Problem to work on -> This exercise asks for every record to be output again exactly.

[[ Materials provided, beginning ]]

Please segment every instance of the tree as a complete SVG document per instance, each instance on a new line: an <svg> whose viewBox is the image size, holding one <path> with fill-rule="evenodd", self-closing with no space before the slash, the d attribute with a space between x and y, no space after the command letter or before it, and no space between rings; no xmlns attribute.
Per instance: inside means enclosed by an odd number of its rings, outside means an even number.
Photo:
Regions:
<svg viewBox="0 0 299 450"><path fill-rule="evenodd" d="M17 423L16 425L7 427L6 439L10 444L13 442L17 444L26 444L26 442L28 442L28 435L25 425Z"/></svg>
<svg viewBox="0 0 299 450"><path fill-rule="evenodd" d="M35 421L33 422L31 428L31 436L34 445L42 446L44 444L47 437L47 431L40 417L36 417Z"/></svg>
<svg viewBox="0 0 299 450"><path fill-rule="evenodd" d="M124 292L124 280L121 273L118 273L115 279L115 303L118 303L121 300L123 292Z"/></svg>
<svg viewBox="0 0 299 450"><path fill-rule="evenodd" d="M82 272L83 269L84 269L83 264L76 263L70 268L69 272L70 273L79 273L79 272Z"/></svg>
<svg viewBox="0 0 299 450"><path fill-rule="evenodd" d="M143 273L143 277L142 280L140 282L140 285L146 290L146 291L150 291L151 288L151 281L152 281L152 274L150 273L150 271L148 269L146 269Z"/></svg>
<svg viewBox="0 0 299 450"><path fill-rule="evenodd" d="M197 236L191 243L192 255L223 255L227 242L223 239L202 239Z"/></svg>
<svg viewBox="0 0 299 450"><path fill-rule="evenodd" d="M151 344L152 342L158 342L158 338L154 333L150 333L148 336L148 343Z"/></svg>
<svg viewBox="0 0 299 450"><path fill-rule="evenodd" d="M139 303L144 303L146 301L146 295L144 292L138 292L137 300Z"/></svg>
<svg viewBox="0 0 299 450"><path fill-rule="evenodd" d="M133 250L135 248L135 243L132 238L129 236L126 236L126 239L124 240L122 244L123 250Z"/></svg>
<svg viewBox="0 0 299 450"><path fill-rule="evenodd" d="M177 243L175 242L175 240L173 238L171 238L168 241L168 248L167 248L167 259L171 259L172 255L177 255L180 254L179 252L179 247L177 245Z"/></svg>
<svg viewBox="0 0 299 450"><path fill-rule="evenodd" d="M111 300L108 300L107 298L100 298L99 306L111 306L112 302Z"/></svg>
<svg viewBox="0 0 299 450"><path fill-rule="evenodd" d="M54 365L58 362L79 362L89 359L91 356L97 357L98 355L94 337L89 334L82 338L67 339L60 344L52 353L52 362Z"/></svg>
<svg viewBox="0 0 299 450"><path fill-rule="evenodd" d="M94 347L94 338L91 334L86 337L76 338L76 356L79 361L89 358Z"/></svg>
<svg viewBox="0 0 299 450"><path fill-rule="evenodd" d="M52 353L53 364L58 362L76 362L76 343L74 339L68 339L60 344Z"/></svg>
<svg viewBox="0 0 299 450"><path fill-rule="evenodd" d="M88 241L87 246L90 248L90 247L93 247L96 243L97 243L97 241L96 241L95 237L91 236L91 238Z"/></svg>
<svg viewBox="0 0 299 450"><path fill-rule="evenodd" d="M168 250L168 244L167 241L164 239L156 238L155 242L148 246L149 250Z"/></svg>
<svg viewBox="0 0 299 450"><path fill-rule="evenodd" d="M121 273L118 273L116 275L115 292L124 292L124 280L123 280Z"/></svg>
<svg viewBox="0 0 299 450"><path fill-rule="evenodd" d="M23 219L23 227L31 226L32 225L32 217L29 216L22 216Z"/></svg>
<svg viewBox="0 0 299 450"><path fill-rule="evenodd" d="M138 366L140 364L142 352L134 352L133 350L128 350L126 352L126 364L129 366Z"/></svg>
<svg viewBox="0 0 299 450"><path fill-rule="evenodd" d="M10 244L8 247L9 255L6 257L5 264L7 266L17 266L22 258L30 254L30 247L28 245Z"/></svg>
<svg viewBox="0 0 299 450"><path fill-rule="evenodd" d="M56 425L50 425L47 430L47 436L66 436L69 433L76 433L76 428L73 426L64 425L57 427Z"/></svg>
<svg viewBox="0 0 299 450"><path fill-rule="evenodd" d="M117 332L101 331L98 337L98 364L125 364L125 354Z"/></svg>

[[ Materials provided, end ]]

Solution to this task ->
Please segment every instance of the tree as a complete SVG document per instance, each instance on a new line: an <svg> whose viewBox is the image size, holding one <path> with fill-rule="evenodd", self-closing with no space before the slash, the d attribute with a space between x and y, no space after the command letter or before it, and no space between rings; no xmlns attribute.
Per instance: inside means enclosed by an odd number of its rings, outside means an even number.
Photo:
Regions:
<svg viewBox="0 0 299 450"><path fill-rule="evenodd" d="M17 423L16 425L7 427L6 439L10 444L13 442L17 444L26 444L26 442L28 442L28 435L25 425Z"/></svg>
<svg viewBox="0 0 299 450"><path fill-rule="evenodd" d="M35 421L33 422L31 428L31 436L34 445L42 446L44 444L47 437L47 431L40 417L36 417Z"/></svg>
<svg viewBox="0 0 299 450"><path fill-rule="evenodd" d="M124 292L124 280L121 273L118 273L115 279L115 303L118 303L121 300L123 292Z"/></svg>
<svg viewBox="0 0 299 450"><path fill-rule="evenodd" d="M82 272L83 269L84 269L83 264L76 263L70 268L69 272L70 273L79 273L79 272Z"/></svg>
<svg viewBox="0 0 299 450"><path fill-rule="evenodd" d="M143 273L143 277L142 280L140 282L140 285L146 290L146 291L150 291L151 288L151 281L152 281L152 274L150 273L150 271L148 269L146 269Z"/></svg>
<svg viewBox="0 0 299 450"><path fill-rule="evenodd" d="M197 236L191 243L192 255L223 255L227 242L223 239L202 239Z"/></svg>
<svg viewBox="0 0 299 450"><path fill-rule="evenodd" d="M151 344L152 342L158 342L158 338L154 333L150 333L148 336L148 343Z"/></svg>
<svg viewBox="0 0 299 450"><path fill-rule="evenodd" d="M139 303L144 303L146 301L146 295L144 292L138 292L137 300Z"/></svg>
<svg viewBox="0 0 299 450"><path fill-rule="evenodd" d="M133 250L135 248L135 243L132 238L129 236L126 236L126 239L124 240L122 244L123 250Z"/></svg>
<svg viewBox="0 0 299 450"><path fill-rule="evenodd" d="M177 243L175 242L175 240L173 238L171 238L168 241L168 248L167 248L167 259L171 259L172 255L177 255L180 254L179 252L179 247L177 245Z"/></svg>
<svg viewBox="0 0 299 450"><path fill-rule="evenodd" d="M111 300L108 300L107 298L100 298L99 306L111 306L112 302Z"/></svg>
<svg viewBox="0 0 299 450"><path fill-rule="evenodd" d="M54 365L58 362L79 362L89 359L91 356L97 357L98 355L94 337L89 334L82 338L67 339L60 344L52 353L52 362Z"/></svg>
<svg viewBox="0 0 299 450"><path fill-rule="evenodd" d="M94 347L94 338L91 334L86 337L76 338L76 356L79 361L89 358Z"/></svg>
<svg viewBox="0 0 299 450"><path fill-rule="evenodd" d="M52 353L53 364L58 362L76 362L76 343L74 339L68 339L60 344Z"/></svg>
<svg viewBox="0 0 299 450"><path fill-rule="evenodd" d="M88 241L87 246L90 248L90 247L93 247L96 243L97 243L97 241L96 241L95 237L91 236L91 238Z"/></svg>
<svg viewBox="0 0 299 450"><path fill-rule="evenodd" d="M168 250L168 244L167 241L164 239L156 238L155 242L148 246L149 250Z"/></svg>
<svg viewBox="0 0 299 450"><path fill-rule="evenodd" d="M121 273L118 273L116 275L115 292L124 292L124 280L123 280Z"/></svg>
<svg viewBox="0 0 299 450"><path fill-rule="evenodd" d="M23 219L23 227L31 226L32 225L32 217L29 216L22 216Z"/></svg>
<svg viewBox="0 0 299 450"><path fill-rule="evenodd" d="M138 366L140 364L142 352L134 352L133 350L128 350L126 352L126 364L129 366Z"/></svg>
<svg viewBox="0 0 299 450"><path fill-rule="evenodd" d="M10 244L8 247L9 255L6 257L5 264L7 266L17 266L22 258L30 254L30 247L28 245Z"/></svg>
<svg viewBox="0 0 299 450"><path fill-rule="evenodd" d="M56 425L50 425L47 430L47 436L66 436L69 433L76 433L76 428L73 426L64 425L57 427Z"/></svg>
<svg viewBox="0 0 299 450"><path fill-rule="evenodd" d="M117 332L101 331L98 337L98 364L125 364L125 354Z"/></svg>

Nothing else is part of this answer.